- STUDY MATERIAL -
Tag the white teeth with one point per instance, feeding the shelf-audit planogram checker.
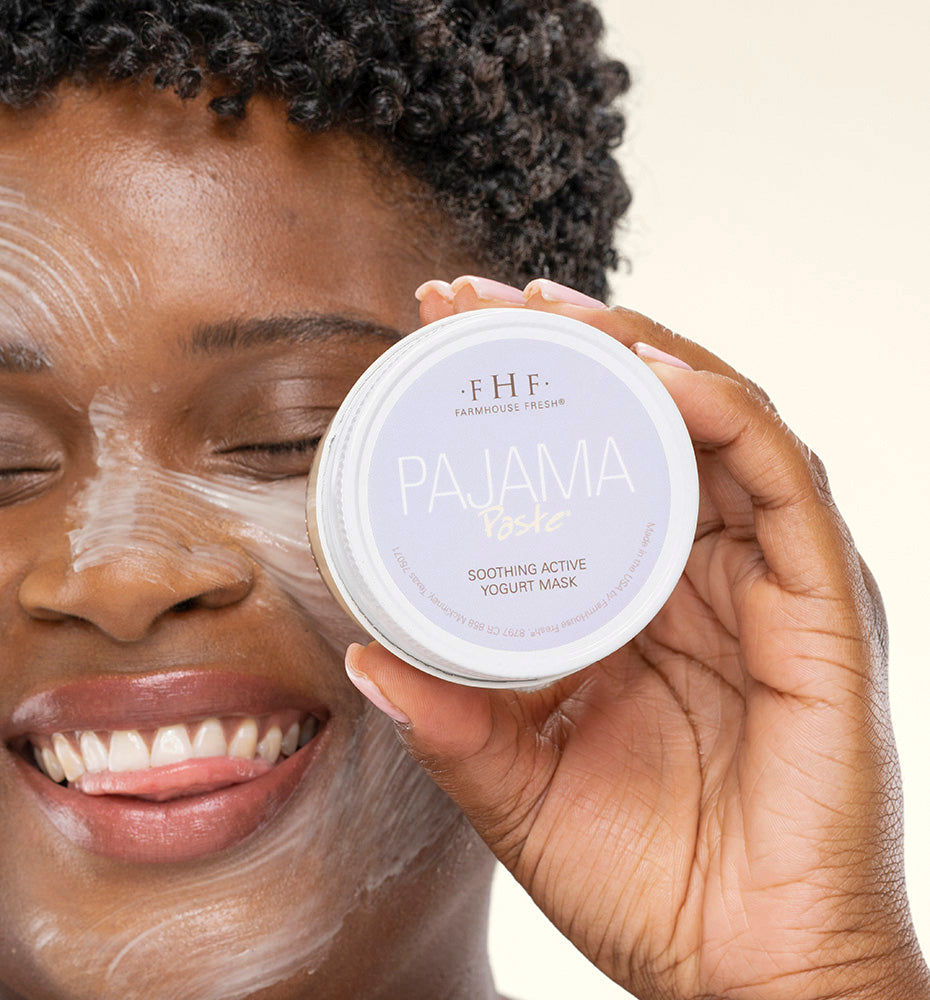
(210, 740)
(68, 757)
(269, 747)
(128, 751)
(244, 740)
(51, 766)
(94, 752)
(171, 745)
(289, 741)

- TASK -
Repeat the records word for word. Any picture in them should be left out.

- RESPONSE BOX -
Tag the white teeth with one point per instance, feeding the shelf-audit planogram checker.
(210, 740)
(68, 757)
(269, 747)
(128, 751)
(244, 740)
(51, 766)
(94, 752)
(171, 745)
(289, 741)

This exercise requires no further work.